* _Testo di partenza_:
Non avverte più la completa fiducia da parte dell’ambiente, e decide, con un colpo di testa clamoroso nel novembre ’96, di accettare le offerte del Chelsea dove trova G. Luca Vialli e Roberto Matteo già in forza dall’estate ai “Blues” allenati da Ruud Gullit. 22 miliardi più un ingaggio quadriennale da 2.500 milioni a stagione rappresentano il compenso riconosciuto al “nostro” per il trasferimento.

In Italia infuriano le polemiche nel veder partire uno dei migliori talenti indigeni del nostro calcio, ma bisogna tener presente che in piena epopea sacchiana il ruolo del fantasista sembra ormai fuori tempo. Comunque, il divorzio Ancelotti–Parma/Zola porterà bene ad entrambi, visto che i gialloblù arriveranno secondi, e il Chelsea grazie al sensibile apporto del “nostro” arriva sesto in campionato e soprattutto dopo 27 anni trionfa in Coppa d’Inghilterra sconfiggendo per 2-0 il Middlesbrough di Ravanelli.

 

Gianfranco è decisivo nell’azione del 2° gol, quando con un magistrale colpo di esterno col tacco libera Newton per la conclusione vincente. L’anno successivo, con Vialli allenatore al posto di Gullit, è invece lui, entrato in campo da appena 17 secondi (!) a realizzare l’unico gol di Chelsea-Stoccarda finalissima di Coppa delle Coppe (17-5-1998). In campionato invece i “Blues” arrivano quarti con 8 reti messe a segno da Gianfranco.

  Il 30-8-1998 il Chelsea vince anche la supercoppa Europea, sconfiggendo addirittura un mito del calcio mondiale: il Real Madrid.

  Zola propone l’assist decisivo a Poyet a 3 minuti dalla fine. A Natale i londinesi sono primi in classifica; alla fine termineranno al 3° posto confermando ormai la loro presenza fissa fra la “crema” della premier League. 13 le reti del fantasista sardo in quella stagione. Il 1999-’00 porta finalmente Gianfranco e il Chelsea tutto a disputare la Champion League.

  La bella avventura termina a Barcellona il 19-4-2000 nei quarti di finale contro lo squadrone di Figo e Rivaldo. Il Chelsea però si riscatta immediatamente rivincendo dopo 3 anni la Coppa d’Inghilterra battendo, grazie a Roberto Matteo, l’Astonvilla per 1-0.

 

Il Napoli risalito dopo 2 anni in A stuzzica Gianfranco per un suo ritorno da trionfatore, ma la distanza domanda-offerta risulta alla fine nettamente sbilanciata e così Gianfranco prosegue la sua avventura da emigrante di lusso in riva al Tamigi.

 

Nel frattempo ritrova Claudio Ranieri come  allenatore, dopo l’esonero di Gianluca Vialli all’inizio della stagione. 6° posto con i suoi 9 gol in quel 2000-’01. Il 2001-’02 risulterà essere il peggiore della sua milizia inglese (solo 3 reti) impreziosite però dallo straordinario, irripetibile gol di tacco al volo durante un match di F.A. contro il Nordwich. I tabloid inglesi affermano persino che non c’è stato gol più bello nella storia del calcio.

* _Elenco compiti_:
A – Riduci a un elenco puntato il paragrafo del brano su Zola che comincia con "In Italia infuriano le polemiche", conservandone i fatti principali.
B – Individua tutte le righe dei record che contengono la stringa "burnt", distinguendo tra maiuscole e minuscole.
Il brano e i record non hanno alcun legame tra loro.

[Record di annotazione delle posizioni]

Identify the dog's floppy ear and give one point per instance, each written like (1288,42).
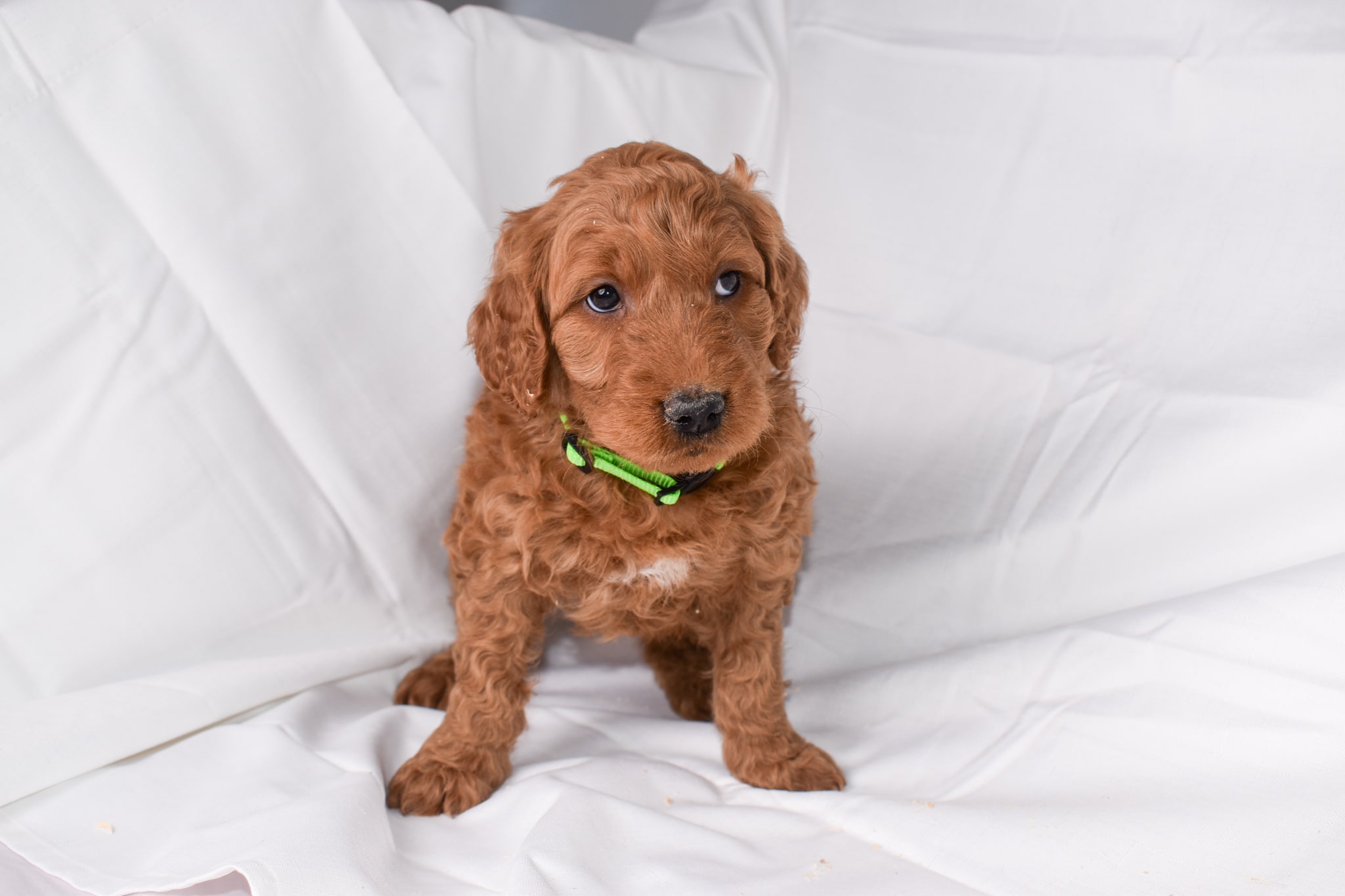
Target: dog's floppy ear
(509,327)
(786,274)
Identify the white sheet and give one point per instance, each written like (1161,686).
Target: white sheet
(1071,616)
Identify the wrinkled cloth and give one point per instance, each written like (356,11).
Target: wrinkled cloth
(1071,616)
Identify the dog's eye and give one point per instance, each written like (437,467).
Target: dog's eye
(603,300)
(728,284)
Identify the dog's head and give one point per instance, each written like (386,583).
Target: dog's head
(653,297)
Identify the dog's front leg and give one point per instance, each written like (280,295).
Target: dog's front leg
(761,746)
(499,639)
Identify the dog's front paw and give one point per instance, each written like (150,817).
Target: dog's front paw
(428,684)
(430,786)
(803,766)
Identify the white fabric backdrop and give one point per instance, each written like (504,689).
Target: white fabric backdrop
(1071,618)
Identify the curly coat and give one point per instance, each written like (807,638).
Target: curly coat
(703,582)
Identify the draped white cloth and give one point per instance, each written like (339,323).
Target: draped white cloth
(1074,614)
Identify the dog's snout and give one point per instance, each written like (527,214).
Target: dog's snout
(694,413)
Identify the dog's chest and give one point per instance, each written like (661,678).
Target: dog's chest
(640,590)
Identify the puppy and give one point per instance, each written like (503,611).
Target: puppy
(639,322)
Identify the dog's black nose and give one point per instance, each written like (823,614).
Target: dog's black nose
(694,413)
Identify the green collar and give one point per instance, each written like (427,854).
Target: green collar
(661,486)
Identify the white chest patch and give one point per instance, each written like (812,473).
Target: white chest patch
(665,572)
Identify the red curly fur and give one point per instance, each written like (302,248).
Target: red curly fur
(703,582)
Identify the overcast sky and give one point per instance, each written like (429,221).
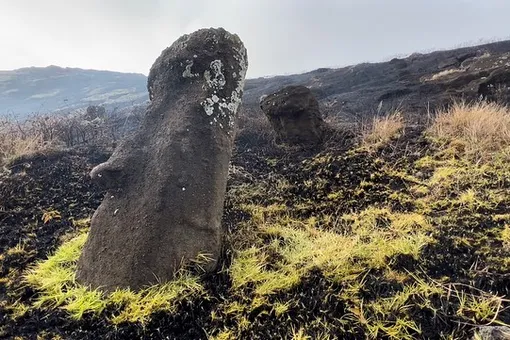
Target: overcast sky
(282,36)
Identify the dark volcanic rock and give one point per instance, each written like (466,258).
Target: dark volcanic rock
(357,92)
(294,114)
(166,184)
(493,333)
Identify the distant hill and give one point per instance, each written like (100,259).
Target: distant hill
(414,84)
(42,90)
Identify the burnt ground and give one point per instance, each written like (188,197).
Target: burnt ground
(43,197)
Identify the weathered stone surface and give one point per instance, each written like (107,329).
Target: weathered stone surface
(166,184)
(294,114)
(492,333)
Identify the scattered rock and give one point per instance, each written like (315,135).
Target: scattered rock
(294,114)
(166,184)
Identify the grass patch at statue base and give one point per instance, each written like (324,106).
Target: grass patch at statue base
(54,278)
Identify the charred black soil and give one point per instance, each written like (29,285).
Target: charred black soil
(461,265)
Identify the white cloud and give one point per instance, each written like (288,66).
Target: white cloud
(282,36)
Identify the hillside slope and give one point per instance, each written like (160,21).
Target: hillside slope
(43,90)
(416,84)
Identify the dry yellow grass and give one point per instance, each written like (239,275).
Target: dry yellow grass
(476,130)
(383,129)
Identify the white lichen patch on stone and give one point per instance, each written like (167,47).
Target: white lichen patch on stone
(215,79)
(187,70)
(224,108)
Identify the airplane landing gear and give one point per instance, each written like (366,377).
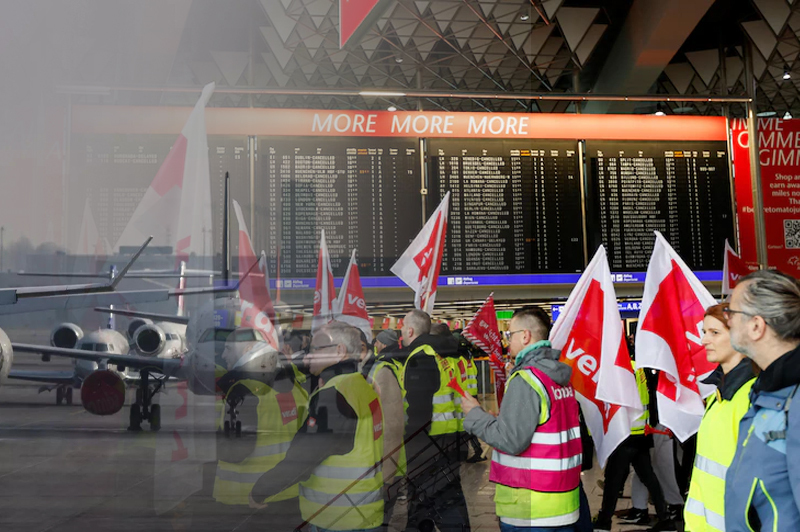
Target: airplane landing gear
(64,395)
(143,409)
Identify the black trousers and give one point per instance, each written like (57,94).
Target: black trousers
(632,452)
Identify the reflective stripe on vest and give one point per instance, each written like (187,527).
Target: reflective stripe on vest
(344,491)
(472,378)
(539,487)
(712,520)
(444,419)
(280,416)
(637,427)
(716,445)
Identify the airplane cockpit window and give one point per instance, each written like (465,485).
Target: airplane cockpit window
(215,335)
(244,335)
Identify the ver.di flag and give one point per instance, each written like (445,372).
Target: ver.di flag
(733,269)
(324,293)
(482,331)
(351,307)
(419,265)
(669,335)
(590,335)
(257,309)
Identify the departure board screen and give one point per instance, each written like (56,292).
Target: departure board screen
(364,192)
(681,189)
(109,175)
(515,205)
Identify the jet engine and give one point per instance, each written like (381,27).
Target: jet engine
(66,335)
(149,339)
(134,326)
(103,393)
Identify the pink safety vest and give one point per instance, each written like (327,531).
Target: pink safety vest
(552,462)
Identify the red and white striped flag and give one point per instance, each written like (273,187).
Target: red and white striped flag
(669,335)
(482,331)
(351,307)
(257,309)
(324,293)
(419,265)
(733,269)
(590,335)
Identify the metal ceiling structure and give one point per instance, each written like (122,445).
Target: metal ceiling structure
(444,46)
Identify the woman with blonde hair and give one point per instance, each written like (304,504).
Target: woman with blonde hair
(719,430)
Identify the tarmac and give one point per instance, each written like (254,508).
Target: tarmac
(63,469)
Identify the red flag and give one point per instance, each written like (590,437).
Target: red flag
(324,293)
(257,310)
(669,335)
(733,269)
(482,331)
(589,332)
(419,265)
(351,307)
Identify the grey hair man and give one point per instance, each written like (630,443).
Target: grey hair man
(761,483)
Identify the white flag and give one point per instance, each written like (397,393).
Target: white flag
(589,332)
(419,265)
(176,208)
(669,335)
(351,307)
(324,293)
(257,309)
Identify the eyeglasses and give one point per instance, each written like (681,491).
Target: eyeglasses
(727,311)
(509,334)
(318,347)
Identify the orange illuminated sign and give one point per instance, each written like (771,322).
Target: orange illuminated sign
(304,122)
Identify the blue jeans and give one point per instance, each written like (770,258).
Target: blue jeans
(315,528)
(511,528)
(584,523)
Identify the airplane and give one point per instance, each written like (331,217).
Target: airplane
(34,298)
(229,338)
(144,337)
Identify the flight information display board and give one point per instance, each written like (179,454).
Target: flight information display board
(515,205)
(681,189)
(365,193)
(114,171)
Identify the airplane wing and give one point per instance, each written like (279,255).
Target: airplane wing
(167,366)
(171,318)
(103,299)
(49,377)
(10,296)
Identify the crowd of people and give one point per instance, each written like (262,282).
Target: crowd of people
(351,427)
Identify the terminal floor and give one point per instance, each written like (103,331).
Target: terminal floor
(62,469)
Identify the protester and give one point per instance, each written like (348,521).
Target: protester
(537,473)
(662,458)
(385,379)
(342,436)
(719,430)
(386,342)
(634,451)
(434,479)
(761,484)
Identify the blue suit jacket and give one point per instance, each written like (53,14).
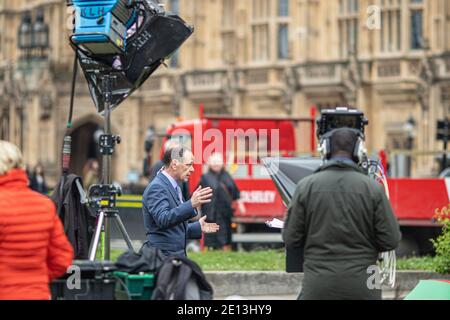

* _Risultati per compito_:
A –
- In Italia la partenza di uno dei migliori talenti del calcio nazionale scatena polemiche, ma in piena epoca sacchiana il fantasista sembra un ruolo superato.
- La separazione tra Zola e il Parma di Ancelotti giova a entrambi: il Parma arriva secondo.
- Il Chelsea, con il contributo di Zola, chiude sesto in campionato.
- Dopo 27 anni il Chelsea vince la Coppa d'Inghilterra, battendo 2-0 il Middlesbrough di Ravanelli.

B –
Identify the burnt ground and give one point per instance, each written like (188,197).
Target: burnt ground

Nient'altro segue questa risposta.